**WORK ITEM**
Restate word for word the lines of the records below, starting at the line that contains "Target: bike seat" and ending at the line that contains "[locate] eyeglass frame", with both of those lines included and nothing else.

**RAW DATA**
──────────────────────────────
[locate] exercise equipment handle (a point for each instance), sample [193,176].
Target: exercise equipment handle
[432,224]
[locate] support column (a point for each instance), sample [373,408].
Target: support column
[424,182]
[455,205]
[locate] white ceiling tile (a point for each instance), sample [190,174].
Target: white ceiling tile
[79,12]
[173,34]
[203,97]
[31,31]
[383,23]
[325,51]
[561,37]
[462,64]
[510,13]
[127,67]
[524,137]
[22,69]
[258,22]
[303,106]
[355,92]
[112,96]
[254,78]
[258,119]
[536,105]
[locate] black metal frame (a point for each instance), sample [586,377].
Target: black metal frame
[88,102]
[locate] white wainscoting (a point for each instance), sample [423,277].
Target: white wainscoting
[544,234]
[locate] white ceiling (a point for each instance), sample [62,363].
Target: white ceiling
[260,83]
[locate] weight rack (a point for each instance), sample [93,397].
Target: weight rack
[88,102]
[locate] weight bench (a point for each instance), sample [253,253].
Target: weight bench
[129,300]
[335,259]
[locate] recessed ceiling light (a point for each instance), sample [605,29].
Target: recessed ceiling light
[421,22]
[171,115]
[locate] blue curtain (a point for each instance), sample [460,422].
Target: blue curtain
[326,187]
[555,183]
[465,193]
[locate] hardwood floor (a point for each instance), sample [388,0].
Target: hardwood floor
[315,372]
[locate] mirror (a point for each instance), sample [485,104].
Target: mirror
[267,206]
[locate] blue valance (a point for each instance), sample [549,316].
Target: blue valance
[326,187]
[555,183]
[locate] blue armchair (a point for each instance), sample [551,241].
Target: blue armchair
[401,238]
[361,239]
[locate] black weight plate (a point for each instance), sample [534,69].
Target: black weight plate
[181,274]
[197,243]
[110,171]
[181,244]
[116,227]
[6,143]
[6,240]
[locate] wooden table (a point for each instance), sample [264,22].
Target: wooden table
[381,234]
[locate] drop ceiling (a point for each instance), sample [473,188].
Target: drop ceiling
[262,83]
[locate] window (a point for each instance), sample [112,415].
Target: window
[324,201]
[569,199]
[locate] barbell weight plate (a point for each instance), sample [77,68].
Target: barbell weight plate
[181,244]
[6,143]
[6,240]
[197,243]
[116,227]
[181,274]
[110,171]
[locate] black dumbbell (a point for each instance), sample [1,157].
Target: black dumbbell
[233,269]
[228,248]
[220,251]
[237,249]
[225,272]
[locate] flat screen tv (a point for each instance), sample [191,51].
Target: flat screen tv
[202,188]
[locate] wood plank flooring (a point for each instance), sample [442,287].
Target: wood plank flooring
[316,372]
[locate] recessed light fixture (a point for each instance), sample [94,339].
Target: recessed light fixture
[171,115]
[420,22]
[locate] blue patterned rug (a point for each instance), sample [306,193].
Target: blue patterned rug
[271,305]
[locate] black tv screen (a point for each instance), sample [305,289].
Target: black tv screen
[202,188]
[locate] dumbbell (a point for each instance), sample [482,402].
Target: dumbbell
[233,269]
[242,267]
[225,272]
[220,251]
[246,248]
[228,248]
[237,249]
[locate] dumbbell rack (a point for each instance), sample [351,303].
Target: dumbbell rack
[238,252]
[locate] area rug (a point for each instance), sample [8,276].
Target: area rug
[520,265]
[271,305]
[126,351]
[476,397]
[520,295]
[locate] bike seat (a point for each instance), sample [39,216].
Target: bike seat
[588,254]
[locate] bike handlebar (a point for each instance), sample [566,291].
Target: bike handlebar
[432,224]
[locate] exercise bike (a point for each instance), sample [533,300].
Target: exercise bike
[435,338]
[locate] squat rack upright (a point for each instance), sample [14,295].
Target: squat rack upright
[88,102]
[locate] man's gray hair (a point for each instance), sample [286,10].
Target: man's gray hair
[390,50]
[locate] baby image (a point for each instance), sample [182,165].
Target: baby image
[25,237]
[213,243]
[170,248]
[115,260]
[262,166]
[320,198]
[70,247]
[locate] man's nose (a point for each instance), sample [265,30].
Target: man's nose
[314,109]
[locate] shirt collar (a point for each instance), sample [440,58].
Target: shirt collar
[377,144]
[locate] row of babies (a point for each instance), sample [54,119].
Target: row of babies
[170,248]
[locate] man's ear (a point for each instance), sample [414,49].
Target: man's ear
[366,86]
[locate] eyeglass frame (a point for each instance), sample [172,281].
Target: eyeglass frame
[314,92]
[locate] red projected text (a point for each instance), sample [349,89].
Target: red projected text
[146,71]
──────────────────────────────
**EXERCISE SOLUTION**
Target: bike seat
[588,254]
[locate] bike handlebar (a point for each instance), sample [566,291].
Target: bike handlebar
[432,224]
[locate] exercise bike (a point for each instance), sample [533,300].
Target: exercise bike
[435,338]
[locate] squat rack upright (a point for each instance), sample [14,295].
Target: squat rack upright
[88,102]
[locate] man's gray hair (a point for each instance), sample [286,10].
Target: man's gray hair
[390,50]
[locate] baby image (a point for each instance), sample [182,165].
Target: baby image
[25,237]
[213,243]
[170,248]
[115,260]
[262,166]
[320,198]
[70,247]
[locate] man's nose (a point for each instance), sample [265,30].
Target: man's nose
[314,109]
[locate] shirt collar (a point for each instance), sample [440,58].
Target: shirt collar
[377,144]
[locate] row of babies (a point for each instance), sample [54,119].
Target: row of babies
[170,248]
[locate] man's ear (a point for each instance), sample [414,49].
Target: man's ear
[366,86]
[locate] eyeglass frame (a point for each instance), sample [172,281].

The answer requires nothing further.